**RECORDS PROVIDED**

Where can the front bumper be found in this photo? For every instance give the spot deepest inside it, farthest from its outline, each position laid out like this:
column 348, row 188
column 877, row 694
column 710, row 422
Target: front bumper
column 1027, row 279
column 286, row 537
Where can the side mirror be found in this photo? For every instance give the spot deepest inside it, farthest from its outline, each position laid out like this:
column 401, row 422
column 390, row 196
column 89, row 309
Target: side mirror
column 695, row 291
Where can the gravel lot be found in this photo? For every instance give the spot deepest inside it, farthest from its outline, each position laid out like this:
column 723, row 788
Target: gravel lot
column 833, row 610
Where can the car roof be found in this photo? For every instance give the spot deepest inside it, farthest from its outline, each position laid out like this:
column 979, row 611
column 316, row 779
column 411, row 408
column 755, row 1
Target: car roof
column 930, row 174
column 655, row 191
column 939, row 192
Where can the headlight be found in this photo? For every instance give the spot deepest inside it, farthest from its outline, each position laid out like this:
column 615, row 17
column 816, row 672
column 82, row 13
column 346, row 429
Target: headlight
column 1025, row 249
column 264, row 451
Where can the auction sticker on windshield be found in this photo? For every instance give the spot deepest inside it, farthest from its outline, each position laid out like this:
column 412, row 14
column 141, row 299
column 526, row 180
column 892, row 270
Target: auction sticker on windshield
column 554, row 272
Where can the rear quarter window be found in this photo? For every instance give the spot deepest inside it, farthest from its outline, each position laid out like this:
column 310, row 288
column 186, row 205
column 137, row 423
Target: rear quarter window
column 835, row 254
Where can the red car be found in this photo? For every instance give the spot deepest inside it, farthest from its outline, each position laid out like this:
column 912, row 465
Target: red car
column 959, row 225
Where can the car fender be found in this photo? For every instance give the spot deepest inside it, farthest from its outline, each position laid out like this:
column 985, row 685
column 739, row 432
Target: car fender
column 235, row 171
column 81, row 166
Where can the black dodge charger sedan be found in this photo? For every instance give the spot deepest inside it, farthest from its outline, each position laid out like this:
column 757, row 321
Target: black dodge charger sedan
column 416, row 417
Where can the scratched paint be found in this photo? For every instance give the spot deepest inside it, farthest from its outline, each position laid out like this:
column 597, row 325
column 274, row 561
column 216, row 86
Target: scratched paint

**YOUR INSTRUCTIONS**
Print the whole listing above exactly, please.

**RESULT FOR THIS EXERCISE**
Where can the front bumper be found in this photo? For every instance give the spot deepest inside it, farthest from its outline, each position laid out like this:
column 348, row 188
column 877, row 694
column 710, row 422
Target: front bumper
column 1027, row 279
column 286, row 537
Where can the side mirror be found in this photo? For every instance give the spot deepest inside it, farthest from its outline, each position laid out like this:
column 401, row 422
column 390, row 196
column 89, row 309
Target: side mirror
column 695, row 291
Where can the gravel lot be found in this photo? For every instance give the spot deepest inside it, farthest from its outline, each position laid out like this:
column 723, row 788
Target: gravel lot
column 833, row 610
Where can the car roof be found in this photo? For every instance give the spot deepest inside it, farthest from its outline, each position laid out like this:
column 979, row 611
column 316, row 779
column 411, row 408
column 755, row 1
Target: car roof
column 930, row 174
column 655, row 191
column 939, row 192
Where can the headlight be found in this photo? For every instance give the spot deepest inside it, farthest from its outline, each position laid out like this:
column 615, row 17
column 816, row 672
column 82, row 13
column 346, row 429
Target: headlight
column 1025, row 249
column 264, row 451
Where can the auction sticker on windshield be found in this photo? For every instance give the spot deepest inside it, farthest from its outline, each position laid out like this:
column 412, row 14
column 141, row 299
column 526, row 180
column 892, row 270
Target: auction sticker on windshield
column 554, row 272
Where can the rear quarter window be found in this photo? For every instance give the spot deepest inside it, farthest from its outline, each position laid out like this:
column 310, row 288
column 186, row 205
column 137, row 423
Target: rear quarter window
column 835, row 254
Where can the red car be found in this photo? For every instance give the spot deepest inside it, farthest from its outline, each position laid out like this:
column 912, row 465
Target: red car
column 959, row 225
Where can the car fender be found in this photo? For every instance give the spot deepest inside it, farthest from its outline, each position laid out like this:
column 985, row 685
column 739, row 432
Target: car fender
column 235, row 171
column 81, row 166
Where can the black dodge charger sedan be found in this photo? For every instance give the spot deepest inside it, farthest from its outline, each position laid out like this:
column 757, row 321
Target: black dodge charger sedan
column 416, row 417
Where can the scratched paint be found in this photo? For every instance give the spot deepest inside it, farthest from its outline, each position laid out like this:
column 597, row 325
column 274, row 561
column 216, row 86
Target: scratched paint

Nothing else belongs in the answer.